* Passage to read *
○ ○ ○ ○ ○

Sunday, March 01, 2009

Ugly hacks, nice hacks

I'm translating a small python module that supports some chess intelligence generation into C++ because the speed is becoming a problem (when interfacing a digital board I need to do some search to guess what is the move that has been played and this includes looking one or two moves ahead and one move behind - that is moves that could have been played instead of the last move played).
The translation went fine so far with an almost 1-1 lines of code ratio between the two languages (not a surprise, given the problem) but I got a couple of surprises...

The bug

To check if a position cannot be win by either player I had to check whether two remaining bishops on the board were covering the same squares or not (that is if they were both light-square bishops or both dark-squares bishops or if they were covering the whole board).
This is needed because if there are two opposite-square-colors bishops on the board then a checkmate is still possible.
The code looked like this

if bc == 2 and nc == 0:
bp = [i for i, x in enumerate(pz) if x == BISHOP]
if (bp[1] - bp[0]) % 2 == 0:
# Just two bishops both dark squares or both light squares
return "material"
nc and bc are the number of knights and bishops on the board (pawns, rooks and queens are already known to be absent at this point). The board is represented using an array of 120 elements (12x10 representation) but it would be the same using an 8x8 approach... the bug is that just using the index "i" to check odd-even property is not correct, and "i//10 + i" should have been used instead. This shined apparent to me just by reading the code... however this code passed the tests because the test cases were all having the bishops on ranks with an even distance.
Now that I'm writing this post I also realize that there's even another bug at an higher logical level... it doesn't matter how many bishops are there: if they're all covering the same squares the checkmate is trivially impossible. It's not a 100% genuine bug because if the function returns a non-empty string then the position is impossible to win, but the converse is not true and it would be quite hard to fulfill such a contract.

○ ○ ○ ○ ○

* Data lines *

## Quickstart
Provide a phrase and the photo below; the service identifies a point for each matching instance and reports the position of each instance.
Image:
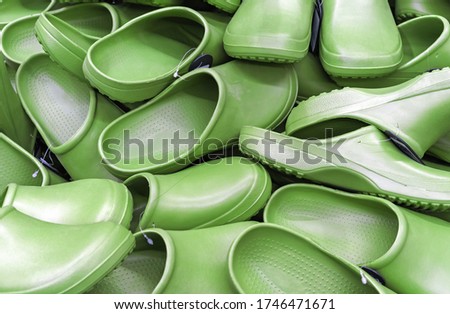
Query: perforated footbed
(16, 167)
(19, 42)
(357, 230)
(183, 113)
(139, 274)
(148, 49)
(269, 260)
(56, 99)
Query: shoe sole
(347, 102)
(350, 171)
(124, 249)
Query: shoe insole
(17, 166)
(14, 9)
(18, 40)
(140, 273)
(269, 260)
(169, 127)
(148, 50)
(419, 36)
(357, 229)
(58, 101)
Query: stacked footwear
(170, 146)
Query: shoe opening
(359, 230)
(166, 129)
(93, 20)
(148, 49)
(269, 260)
(141, 272)
(420, 34)
(139, 187)
(329, 128)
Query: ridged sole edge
(409, 203)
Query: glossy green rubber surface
(416, 111)
(142, 58)
(19, 166)
(103, 200)
(358, 228)
(207, 107)
(19, 41)
(270, 30)
(156, 3)
(13, 120)
(313, 80)
(229, 6)
(210, 194)
(363, 160)
(365, 44)
(67, 113)
(174, 259)
(13, 9)
(441, 149)
(407, 9)
(268, 259)
(67, 34)
(426, 46)
(65, 259)
(370, 232)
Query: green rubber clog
(68, 114)
(359, 38)
(426, 47)
(155, 3)
(206, 195)
(142, 58)
(407, 9)
(229, 6)
(13, 120)
(200, 113)
(67, 34)
(19, 166)
(41, 257)
(369, 232)
(312, 79)
(102, 200)
(269, 259)
(176, 262)
(19, 41)
(416, 111)
(364, 160)
(441, 149)
(11, 10)
(281, 32)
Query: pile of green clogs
(220, 146)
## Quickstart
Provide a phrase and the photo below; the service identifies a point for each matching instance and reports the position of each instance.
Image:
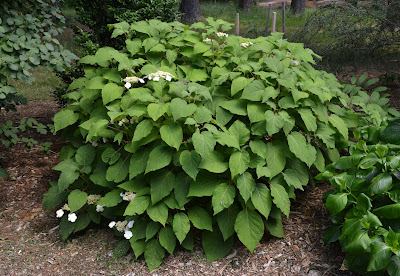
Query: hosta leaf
(158, 212)
(340, 125)
(172, 135)
(305, 152)
(181, 226)
(167, 239)
(223, 197)
(76, 200)
(246, 185)
(161, 185)
(159, 157)
(203, 143)
(239, 162)
(261, 199)
(200, 218)
(249, 228)
(190, 161)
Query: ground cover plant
(191, 128)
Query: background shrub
(187, 127)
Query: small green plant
(365, 202)
(188, 127)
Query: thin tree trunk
(245, 5)
(191, 10)
(298, 6)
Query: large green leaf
(172, 135)
(223, 197)
(190, 161)
(111, 92)
(249, 228)
(167, 239)
(181, 226)
(203, 143)
(158, 212)
(200, 218)
(239, 162)
(276, 159)
(159, 157)
(161, 185)
(76, 200)
(280, 196)
(304, 151)
(154, 254)
(261, 199)
(215, 246)
(246, 185)
(64, 118)
(142, 130)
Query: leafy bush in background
(27, 30)
(365, 204)
(346, 33)
(99, 13)
(184, 129)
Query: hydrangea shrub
(189, 128)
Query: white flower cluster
(220, 34)
(246, 44)
(72, 217)
(129, 80)
(160, 74)
(123, 226)
(128, 196)
(294, 62)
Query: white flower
(60, 213)
(72, 217)
(246, 44)
(128, 85)
(99, 208)
(128, 234)
(220, 34)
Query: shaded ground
(30, 243)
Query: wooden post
(273, 22)
(283, 19)
(237, 23)
(266, 27)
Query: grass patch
(46, 81)
(253, 24)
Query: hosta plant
(365, 204)
(188, 128)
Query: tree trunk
(298, 6)
(191, 10)
(245, 5)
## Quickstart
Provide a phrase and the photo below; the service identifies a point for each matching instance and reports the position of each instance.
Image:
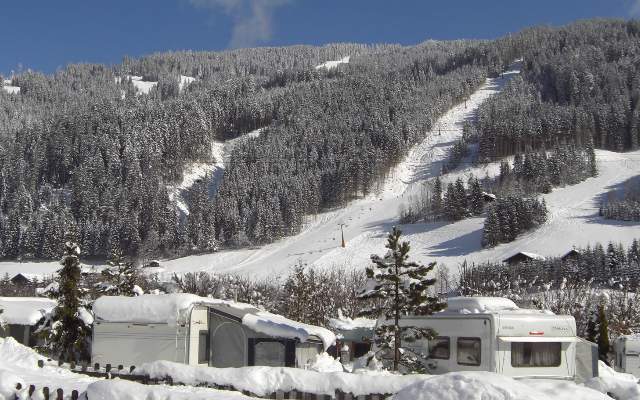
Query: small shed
(21, 316)
(572, 255)
(195, 330)
(522, 256)
(21, 279)
(353, 337)
(488, 197)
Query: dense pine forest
(84, 156)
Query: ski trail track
(573, 216)
(366, 220)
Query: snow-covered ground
(142, 87)
(18, 364)
(573, 218)
(367, 220)
(329, 65)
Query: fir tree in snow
(67, 334)
(603, 334)
(399, 287)
(121, 277)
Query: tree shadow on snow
(458, 246)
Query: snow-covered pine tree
(121, 276)
(603, 334)
(476, 201)
(436, 198)
(66, 334)
(399, 288)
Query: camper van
(493, 334)
(627, 349)
(194, 330)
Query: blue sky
(46, 35)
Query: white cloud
(252, 19)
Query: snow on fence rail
(312, 385)
(44, 393)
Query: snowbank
(24, 310)
(490, 386)
(264, 381)
(279, 326)
(160, 309)
(8, 383)
(141, 86)
(125, 390)
(348, 324)
(19, 364)
(325, 363)
(174, 308)
(487, 305)
(622, 386)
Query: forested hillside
(85, 155)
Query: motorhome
(627, 350)
(493, 334)
(195, 330)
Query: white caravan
(493, 334)
(627, 349)
(194, 330)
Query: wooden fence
(108, 372)
(48, 394)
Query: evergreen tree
(436, 198)
(476, 205)
(603, 334)
(121, 276)
(399, 287)
(67, 335)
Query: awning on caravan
(538, 339)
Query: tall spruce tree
(66, 335)
(603, 334)
(399, 288)
(121, 276)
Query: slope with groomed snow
(573, 218)
(366, 220)
(220, 153)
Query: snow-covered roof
(486, 305)
(533, 256)
(343, 323)
(175, 308)
(24, 310)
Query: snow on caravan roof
(486, 305)
(175, 308)
(24, 310)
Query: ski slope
(573, 214)
(366, 221)
(220, 153)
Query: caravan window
(440, 348)
(530, 354)
(270, 354)
(469, 352)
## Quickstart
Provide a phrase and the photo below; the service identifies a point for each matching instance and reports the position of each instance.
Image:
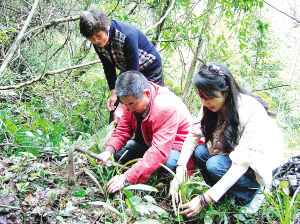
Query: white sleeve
(227, 181)
(191, 140)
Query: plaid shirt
(114, 53)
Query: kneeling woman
(243, 145)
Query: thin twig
(162, 18)
(19, 38)
(11, 207)
(281, 11)
(275, 87)
(41, 77)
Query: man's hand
(112, 100)
(178, 179)
(116, 183)
(191, 208)
(118, 114)
(106, 158)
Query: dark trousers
(213, 169)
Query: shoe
(255, 203)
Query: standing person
(243, 145)
(123, 46)
(153, 127)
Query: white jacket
(260, 146)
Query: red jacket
(165, 128)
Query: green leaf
(80, 193)
(141, 187)
(285, 187)
(147, 221)
(135, 200)
(208, 219)
(107, 206)
(30, 134)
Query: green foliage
(281, 206)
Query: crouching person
(153, 127)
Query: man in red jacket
(153, 127)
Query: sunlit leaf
(147, 221)
(141, 187)
(208, 219)
(30, 134)
(107, 206)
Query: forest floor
(35, 190)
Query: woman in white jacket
(243, 145)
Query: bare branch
(46, 74)
(19, 37)
(274, 87)
(53, 23)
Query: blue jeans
(214, 167)
(135, 150)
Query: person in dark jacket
(122, 46)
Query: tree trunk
(13, 47)
(187, 88)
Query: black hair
(92, 21)
(131, 83)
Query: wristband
(202, 200)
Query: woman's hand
(118, 114)
(105, 158)
(116, 183)
(112, 100)
(191, 208)
(194, 206)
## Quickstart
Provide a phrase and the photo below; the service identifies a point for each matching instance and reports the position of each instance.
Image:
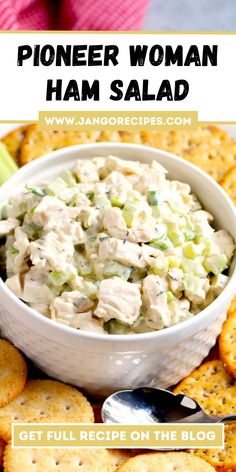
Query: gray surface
(202, 15)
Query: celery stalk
(7, 164)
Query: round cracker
(14, 140)
(120, 456)
(224, 460)
(227, 343)
(212, 387)
(45, 399)
(166, 462)
(57, 460)
(229, 183)
(13, 372)
(208, 147)
(36, 142)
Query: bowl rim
(174, 330)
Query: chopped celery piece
(56, 186)
(116, 201)
(59, 278)
(115, 327)
(174, 261)
(89, 289)
(189, 235)
(193, 266)
(137, 275)
(7, 164)
(112, 269)
(176, 235)
(36, 190)
(152, 197)
(130, 210)
(32, 230)
(161, 244)
(13, 251)
(68, 177)
(192, 250)
(84, 268)
(90, 195)
(170, 297)
(4, 212)
(159, 265)
(216, 263)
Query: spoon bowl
(151, 405)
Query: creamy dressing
(113, 246)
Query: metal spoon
(151, 405)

○ ○ ○ ○ ○

* Exercise instructions *
Write the next part of the blog post about porting the chess module from Python to C++, starting right after its last sentence.

* Output of the exercise *
Morale ? If it works is just because you didn't look closely enough.

The hack

In the same code I couldn't resist changing the handling of en-passant from

if x1 == self.epsq:
if np == WHITE+PAWN:
# White en-passant capture
self.board[x1+10] = EMPTY
elif np == BLACK+PAWN:
# Black en-passant capture
self.board[x1-10] = EMPTY
if np == WHITE+PAWN and x1 - x0 == -20:
# White double push
self.epsq = x0 - 10
elif np == BLACK+PAWN and x1 - x0 == 20:
# Black double push
self.epsq = x0 + 10
else:
self.epsq = -1
to

if ((np & PIECE) == PAWN)
{
if (x1 == epsq)
// En-passant capture
board[x1 - (((x1-x0)>>4)*20+10)] = EMPTY;
if (abs(x1-x0) == 20)
// Double push
epsq = x0 + (x1-x0)/2;
else
epsq = -1;
}
The C++ version is much more compact, but in the first part relies on a "trick" that for sure would look quite obscure for who reads the code... what the hell is "(((x1-x0)>>4)*20+10)" ?
The trick is that I know that the move was legal, so if a pawn goes to the en-passant square it must have been an en-passant capture and so the delta (x1 - x0) was either -9, -11, +9 or +11 depending on the color of the player. Then "(x1 - x0)>>4" is just the -1 if delta is negative or 0 otherwise; with "*20+10" and "x1 -" gets to the square where the captured double-pushed pawn was sitting.
Why do I think this trick is nice ? That's a good question...

I'll add a comment as a partial excuse to the poor future reader (which will probably be myself) :-)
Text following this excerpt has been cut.